SOURCE EXTRACT
Live album by Frank Zappa
- Released: June 13, 2008
- Recorded: Various locations 1972–1981
- Genre: Rock, progressive rock, instrumental
- Length: 51:51
- Label: Zappa
- Producer: Gail Zappa, Frank Zappa, Joe Travers

Frank Zappa chronology
| Wazoo (2007) | One Shot Deal (2008) | Joe's Menage (2008) |

= One Shot Deal =

One Shot Deal is an album by Frank Zappa, posthumously released in June 2008.

Professional ratings
Review scores
| Source | Rating |
| Allmusic | Star |

==Overview==
The track "Occam's Razor" is a guitar solo extract from a live version of the song "Inca Roads". The solo was used in the song "On the Bus" from the album Joe's Garage (1979). This is an example of Zappa's xenochrony technique. Tracks 3 and 9 feature the Abnuceals Emuukha Electric Symphony Orchestra.

== Track listing ==

| No. | Title | Recording date and venue. | Length |
|---|---|---|---|
| 1. | "Bathtub Man" (George Duke, Napoleon Murphy Brock and Zappa) | Sep. 26, 1974 Palais des Sports, Paris, France | 5:43 |
| 2. | "Space Boogers" | Nov. 8, 1974 Capitol Theatre, Passaic, New Jersey (late show) | 1:24 |
| 3. | "Hermitage" | Sep. 18, 1975 Royce Hall, UCLA, Los Angeles | 2:00 |
| 4. | "Trudgin' Across the Tundra" | Nov. 11, 1972 DAR Constitution Hall, Washington DC (early show) | 4:01 |
| 5. | "Occam's Razor" | Mar. 21, 1979 Rhein-Neckar-Halle, Eppelheim, Germany; guitar solo from "Inca Roads" | 9:11 |
| 6. | "Heidelberg" | Feb. 24, 1978 Rhein-Neckar-Halle, Eppelheim, Germany; guitar solo from "Yo' Mama" | 4:46 |
| 7. | "The Illinois Enema Bandit" | Oct. 31, 1981 The Palladium, New York City (late show) | 9:27 |
| 8. | "Australian Yellow Snow" | Jun. 25, 1973 Hordern Pavilion, Sydney, Australia | 12:26 |
| 9. | "Rollo" | Sep. 18, 1975 Royce Hall, UCLA, Los Angeles | 2:57 |

== Personnel ==
1. "Bathtub Man"

MATERIAL
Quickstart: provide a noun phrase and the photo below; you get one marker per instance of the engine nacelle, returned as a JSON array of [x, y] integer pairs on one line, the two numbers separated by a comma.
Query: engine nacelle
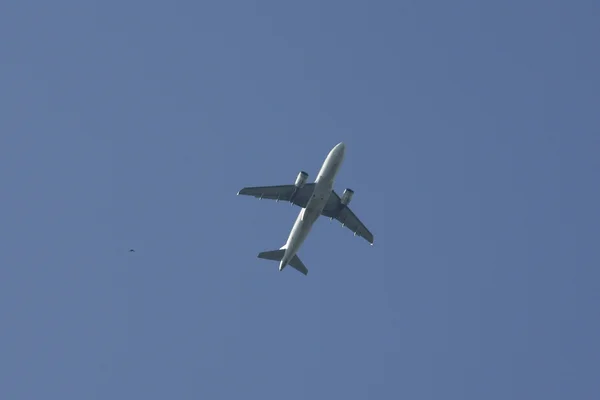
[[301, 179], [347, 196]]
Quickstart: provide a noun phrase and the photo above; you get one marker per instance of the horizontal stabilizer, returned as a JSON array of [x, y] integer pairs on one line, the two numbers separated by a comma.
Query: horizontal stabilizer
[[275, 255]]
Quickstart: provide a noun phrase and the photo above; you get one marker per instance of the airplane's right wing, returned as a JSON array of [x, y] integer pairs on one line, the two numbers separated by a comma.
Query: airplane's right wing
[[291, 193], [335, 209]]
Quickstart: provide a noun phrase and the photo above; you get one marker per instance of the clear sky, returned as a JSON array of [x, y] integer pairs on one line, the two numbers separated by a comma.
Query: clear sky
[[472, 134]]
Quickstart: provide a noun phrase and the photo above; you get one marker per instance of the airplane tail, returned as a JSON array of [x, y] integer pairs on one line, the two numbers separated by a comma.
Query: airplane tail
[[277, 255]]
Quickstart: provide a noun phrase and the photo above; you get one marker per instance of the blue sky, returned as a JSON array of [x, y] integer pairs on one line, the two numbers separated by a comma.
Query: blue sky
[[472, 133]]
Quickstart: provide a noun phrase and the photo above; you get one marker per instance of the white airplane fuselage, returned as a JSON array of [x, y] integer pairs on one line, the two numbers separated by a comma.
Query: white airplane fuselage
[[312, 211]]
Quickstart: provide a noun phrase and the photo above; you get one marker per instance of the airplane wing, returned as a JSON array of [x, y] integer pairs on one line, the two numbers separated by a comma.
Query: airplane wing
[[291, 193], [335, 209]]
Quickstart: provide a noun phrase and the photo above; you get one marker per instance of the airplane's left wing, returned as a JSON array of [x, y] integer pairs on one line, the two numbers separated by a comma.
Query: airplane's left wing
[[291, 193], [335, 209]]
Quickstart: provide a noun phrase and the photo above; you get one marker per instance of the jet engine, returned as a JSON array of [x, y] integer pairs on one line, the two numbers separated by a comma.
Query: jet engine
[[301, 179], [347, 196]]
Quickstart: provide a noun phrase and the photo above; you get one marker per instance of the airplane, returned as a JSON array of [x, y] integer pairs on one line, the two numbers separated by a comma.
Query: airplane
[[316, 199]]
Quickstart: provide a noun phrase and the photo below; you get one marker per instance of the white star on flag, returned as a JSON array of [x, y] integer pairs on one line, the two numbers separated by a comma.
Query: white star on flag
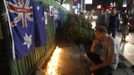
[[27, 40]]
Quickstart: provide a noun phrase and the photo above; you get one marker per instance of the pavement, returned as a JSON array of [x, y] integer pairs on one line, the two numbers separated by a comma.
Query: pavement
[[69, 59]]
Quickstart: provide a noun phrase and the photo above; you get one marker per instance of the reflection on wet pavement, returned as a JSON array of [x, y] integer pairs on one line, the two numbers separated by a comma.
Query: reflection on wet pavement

...

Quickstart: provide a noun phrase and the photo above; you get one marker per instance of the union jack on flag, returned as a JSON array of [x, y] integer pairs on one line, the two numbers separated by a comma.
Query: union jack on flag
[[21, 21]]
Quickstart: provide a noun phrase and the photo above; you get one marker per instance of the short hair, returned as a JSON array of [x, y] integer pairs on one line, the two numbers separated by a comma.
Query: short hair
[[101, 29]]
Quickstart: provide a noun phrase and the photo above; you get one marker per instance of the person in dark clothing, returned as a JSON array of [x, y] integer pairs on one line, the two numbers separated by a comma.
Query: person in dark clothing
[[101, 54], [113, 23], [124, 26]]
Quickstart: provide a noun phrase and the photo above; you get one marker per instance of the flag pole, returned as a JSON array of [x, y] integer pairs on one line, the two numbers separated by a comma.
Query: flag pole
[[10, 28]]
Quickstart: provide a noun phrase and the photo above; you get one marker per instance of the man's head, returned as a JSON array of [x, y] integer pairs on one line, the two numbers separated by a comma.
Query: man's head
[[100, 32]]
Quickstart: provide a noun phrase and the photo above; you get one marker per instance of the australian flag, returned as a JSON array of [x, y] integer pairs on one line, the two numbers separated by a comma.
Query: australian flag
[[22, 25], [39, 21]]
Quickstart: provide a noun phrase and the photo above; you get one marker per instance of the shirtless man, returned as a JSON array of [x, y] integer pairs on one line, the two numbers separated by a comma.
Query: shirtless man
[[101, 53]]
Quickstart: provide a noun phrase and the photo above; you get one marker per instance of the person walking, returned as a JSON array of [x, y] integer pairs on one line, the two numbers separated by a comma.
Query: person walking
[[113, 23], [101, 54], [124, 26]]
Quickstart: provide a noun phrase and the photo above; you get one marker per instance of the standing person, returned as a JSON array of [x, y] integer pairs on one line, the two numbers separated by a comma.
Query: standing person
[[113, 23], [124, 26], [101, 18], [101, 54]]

COMPLETE THE FOLLOWING
1. Reproduce the passage of the One Shot Deal article from "One Shot Deal is" to "Electric Symphony Orchestra.".
2. Render this sentence from the One Shot Deal article in Spanish: "One Shot Deal is an album by Frank Zappa, posthumously released in June 2008."
3. Write the next part of the One Shot Deal article, picking up after its final line.

ANSWERS FOR THE TASKS
1.
One Shot Deal is an album by Frank Zappa, posthumously released in June 2008.

Professional ratings
Review scores
| Source | Rating |
| Allmusic | Star |

==Overview==
The track "Occam's Razor" is a guitar solo extract from a live version of the song "Inca Roads". The solo was used in the song "On the Bus" from the album Joe's Garage (1979). This is an example of Zappa's xenochrony technique. Tracks 3 and 9 feature the Abnuceals Emuukha Electric Symphony Orchestra.

2. One Shot Deal es un álbum de Frank Zappa, publicado póstumamente en junio de 2008.

3.
  - Frank Zappa – guitar
  - Napoleon Murphy Brock – vocals, saxophone
  - George Duke – keyboards, vocals
  - Tom Fowler – bass
  - Chester Thompson – drums
  - Ruth Underwood – percussion
2. "Space Boogers"
  - Frank Zappa – guitar
  - George Duke – keyboards
  - Chester Thompson – drums
3. "Hermitage"
  - Frank Zappa – guitar, composer
  - Ralph Grierson, Mike Lang, Ian Underwood – keyboards
  - Bill Mays – clavinet
  - Bobby Dubow, John Wittenberg – violin
  - Pamela Goldsmith – viola
  - Jerry Kessler – cello
  - Lou Anne Neill – harp
  - Dave Shostac – flute, tenor sax
  - Gary Foster – 2nd flute (and doubles)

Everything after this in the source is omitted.